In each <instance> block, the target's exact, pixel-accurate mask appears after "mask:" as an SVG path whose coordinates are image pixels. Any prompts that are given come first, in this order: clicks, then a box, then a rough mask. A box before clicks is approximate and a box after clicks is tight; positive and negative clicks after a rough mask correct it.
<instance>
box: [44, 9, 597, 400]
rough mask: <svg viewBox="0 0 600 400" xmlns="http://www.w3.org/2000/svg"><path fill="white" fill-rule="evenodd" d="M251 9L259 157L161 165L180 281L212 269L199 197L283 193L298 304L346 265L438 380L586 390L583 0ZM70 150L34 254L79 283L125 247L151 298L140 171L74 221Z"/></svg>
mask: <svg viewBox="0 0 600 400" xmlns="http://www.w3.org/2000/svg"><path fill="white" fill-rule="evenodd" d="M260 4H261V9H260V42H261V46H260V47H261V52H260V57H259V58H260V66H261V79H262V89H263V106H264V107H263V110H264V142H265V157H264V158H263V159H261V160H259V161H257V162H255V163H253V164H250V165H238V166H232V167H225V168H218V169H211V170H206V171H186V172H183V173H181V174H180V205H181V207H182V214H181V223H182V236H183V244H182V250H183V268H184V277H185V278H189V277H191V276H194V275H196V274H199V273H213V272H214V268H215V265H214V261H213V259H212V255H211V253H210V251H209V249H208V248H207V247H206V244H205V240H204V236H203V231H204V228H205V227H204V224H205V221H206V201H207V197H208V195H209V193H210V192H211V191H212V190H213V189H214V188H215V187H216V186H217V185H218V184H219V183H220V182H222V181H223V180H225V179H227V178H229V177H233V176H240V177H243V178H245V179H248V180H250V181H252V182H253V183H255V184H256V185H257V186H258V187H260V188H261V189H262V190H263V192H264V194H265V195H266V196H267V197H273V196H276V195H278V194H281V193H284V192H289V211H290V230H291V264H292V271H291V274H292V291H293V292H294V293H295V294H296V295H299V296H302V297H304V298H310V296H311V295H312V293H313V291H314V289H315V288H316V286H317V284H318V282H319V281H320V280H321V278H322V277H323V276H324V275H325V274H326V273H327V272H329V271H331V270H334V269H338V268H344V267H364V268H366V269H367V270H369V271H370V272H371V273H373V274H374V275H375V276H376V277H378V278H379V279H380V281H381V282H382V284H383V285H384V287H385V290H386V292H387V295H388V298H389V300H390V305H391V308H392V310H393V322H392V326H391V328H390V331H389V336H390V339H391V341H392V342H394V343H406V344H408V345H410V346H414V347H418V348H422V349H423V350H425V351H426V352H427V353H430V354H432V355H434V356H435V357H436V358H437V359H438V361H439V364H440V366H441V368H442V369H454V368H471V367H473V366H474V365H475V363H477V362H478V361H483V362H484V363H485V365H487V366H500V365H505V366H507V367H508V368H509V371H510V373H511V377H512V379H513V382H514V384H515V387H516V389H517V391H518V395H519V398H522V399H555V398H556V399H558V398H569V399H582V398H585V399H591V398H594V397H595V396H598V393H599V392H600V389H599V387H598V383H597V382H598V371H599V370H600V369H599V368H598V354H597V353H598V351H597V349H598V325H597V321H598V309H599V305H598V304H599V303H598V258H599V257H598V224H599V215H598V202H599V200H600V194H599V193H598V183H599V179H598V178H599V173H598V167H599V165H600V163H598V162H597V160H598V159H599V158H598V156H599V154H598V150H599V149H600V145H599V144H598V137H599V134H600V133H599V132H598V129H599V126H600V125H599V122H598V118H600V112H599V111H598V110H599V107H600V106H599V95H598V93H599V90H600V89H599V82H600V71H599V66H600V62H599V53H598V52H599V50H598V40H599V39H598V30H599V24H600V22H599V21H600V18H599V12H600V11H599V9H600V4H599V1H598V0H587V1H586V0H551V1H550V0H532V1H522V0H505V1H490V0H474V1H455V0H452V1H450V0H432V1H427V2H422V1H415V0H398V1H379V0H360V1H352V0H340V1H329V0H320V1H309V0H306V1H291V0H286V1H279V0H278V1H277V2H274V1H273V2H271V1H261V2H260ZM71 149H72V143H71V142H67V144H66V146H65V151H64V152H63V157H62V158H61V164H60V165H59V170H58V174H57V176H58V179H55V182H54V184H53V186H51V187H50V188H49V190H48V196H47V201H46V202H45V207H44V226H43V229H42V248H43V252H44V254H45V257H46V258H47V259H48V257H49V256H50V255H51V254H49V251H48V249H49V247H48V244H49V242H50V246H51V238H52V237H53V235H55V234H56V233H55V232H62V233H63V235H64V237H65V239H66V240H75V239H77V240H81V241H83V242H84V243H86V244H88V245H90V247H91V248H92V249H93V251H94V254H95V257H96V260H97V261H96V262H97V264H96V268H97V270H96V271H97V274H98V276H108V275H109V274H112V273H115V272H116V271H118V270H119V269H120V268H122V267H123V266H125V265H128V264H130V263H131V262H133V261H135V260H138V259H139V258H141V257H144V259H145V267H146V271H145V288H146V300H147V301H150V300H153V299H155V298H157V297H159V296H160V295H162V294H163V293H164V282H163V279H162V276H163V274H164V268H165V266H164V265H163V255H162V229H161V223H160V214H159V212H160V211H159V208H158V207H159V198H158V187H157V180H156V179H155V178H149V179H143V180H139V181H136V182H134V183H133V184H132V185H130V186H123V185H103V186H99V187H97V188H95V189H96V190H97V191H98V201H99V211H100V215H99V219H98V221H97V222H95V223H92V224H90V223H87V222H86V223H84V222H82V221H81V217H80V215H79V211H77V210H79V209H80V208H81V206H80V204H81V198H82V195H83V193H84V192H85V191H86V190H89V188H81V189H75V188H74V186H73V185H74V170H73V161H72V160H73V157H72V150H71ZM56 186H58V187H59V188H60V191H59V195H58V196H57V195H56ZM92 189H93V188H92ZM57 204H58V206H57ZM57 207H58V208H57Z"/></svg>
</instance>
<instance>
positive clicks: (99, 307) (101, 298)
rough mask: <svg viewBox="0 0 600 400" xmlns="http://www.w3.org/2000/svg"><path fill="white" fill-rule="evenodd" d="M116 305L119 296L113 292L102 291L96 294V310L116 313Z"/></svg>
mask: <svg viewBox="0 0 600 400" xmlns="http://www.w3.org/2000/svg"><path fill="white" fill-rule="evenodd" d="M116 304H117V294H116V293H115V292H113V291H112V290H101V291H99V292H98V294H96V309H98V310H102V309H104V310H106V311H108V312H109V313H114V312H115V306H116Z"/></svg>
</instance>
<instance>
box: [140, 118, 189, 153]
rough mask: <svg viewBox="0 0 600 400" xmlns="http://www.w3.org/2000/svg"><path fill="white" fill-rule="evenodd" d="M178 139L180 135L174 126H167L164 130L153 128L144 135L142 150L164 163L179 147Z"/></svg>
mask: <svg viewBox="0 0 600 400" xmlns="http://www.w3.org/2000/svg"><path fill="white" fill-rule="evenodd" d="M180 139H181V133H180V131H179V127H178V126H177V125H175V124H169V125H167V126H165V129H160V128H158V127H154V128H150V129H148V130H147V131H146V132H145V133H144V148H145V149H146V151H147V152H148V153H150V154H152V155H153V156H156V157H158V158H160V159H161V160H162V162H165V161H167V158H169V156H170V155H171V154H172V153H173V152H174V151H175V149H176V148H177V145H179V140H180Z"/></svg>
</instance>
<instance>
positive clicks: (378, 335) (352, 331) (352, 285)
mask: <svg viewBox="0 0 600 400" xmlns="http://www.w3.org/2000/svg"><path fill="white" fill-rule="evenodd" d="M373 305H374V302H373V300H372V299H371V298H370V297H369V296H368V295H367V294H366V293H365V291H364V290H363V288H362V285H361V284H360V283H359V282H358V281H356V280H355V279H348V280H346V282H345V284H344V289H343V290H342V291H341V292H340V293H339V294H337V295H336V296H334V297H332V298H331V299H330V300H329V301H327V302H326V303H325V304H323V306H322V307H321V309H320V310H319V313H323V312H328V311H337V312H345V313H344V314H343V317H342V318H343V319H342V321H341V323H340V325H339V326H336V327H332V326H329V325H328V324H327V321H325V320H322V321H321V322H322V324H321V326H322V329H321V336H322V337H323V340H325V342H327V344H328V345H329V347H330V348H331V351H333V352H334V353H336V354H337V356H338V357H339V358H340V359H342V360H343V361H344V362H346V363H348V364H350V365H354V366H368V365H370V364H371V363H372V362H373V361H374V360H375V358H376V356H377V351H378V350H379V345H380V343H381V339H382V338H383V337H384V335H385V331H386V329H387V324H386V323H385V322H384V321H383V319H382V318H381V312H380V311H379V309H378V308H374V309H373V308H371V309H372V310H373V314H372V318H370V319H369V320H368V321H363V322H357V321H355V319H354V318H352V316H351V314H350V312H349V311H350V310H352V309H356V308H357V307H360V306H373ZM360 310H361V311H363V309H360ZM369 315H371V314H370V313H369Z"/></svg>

========

Could you arrange the lines from the start of the entries through the line containing "9L259 157L161 165L180" as a numbered list, skipping any blank lines?

### EXPECTED ANSWER
1. In each <instance> block, the target's exact, pixel-accurate mask appears after "mask:" as an SVG path whose coordinates are image pixels. Any prompts that are given come first, in this order: clicks, then a box, then a rough mask. A box before clicks is approximate and a box after clicks is tight; positive and negative clicks after a rough mask correct it.
2. <instance>
3. box: [44, 9, 597, 400]
4. rough mask: <svg viewBox="0 0 600 400" xmlns="http://www.w3.org/2000/svg"><path fill="white" fill-rule="evenodd" d="M251 9L259 157L161 165L180 281L212 269L199 197L283 193L298 304L346 265L438 380L586 390L583 0ZM70 150L34 254L79 283L125 247L151 298L140 171L74 221Z"/></svg>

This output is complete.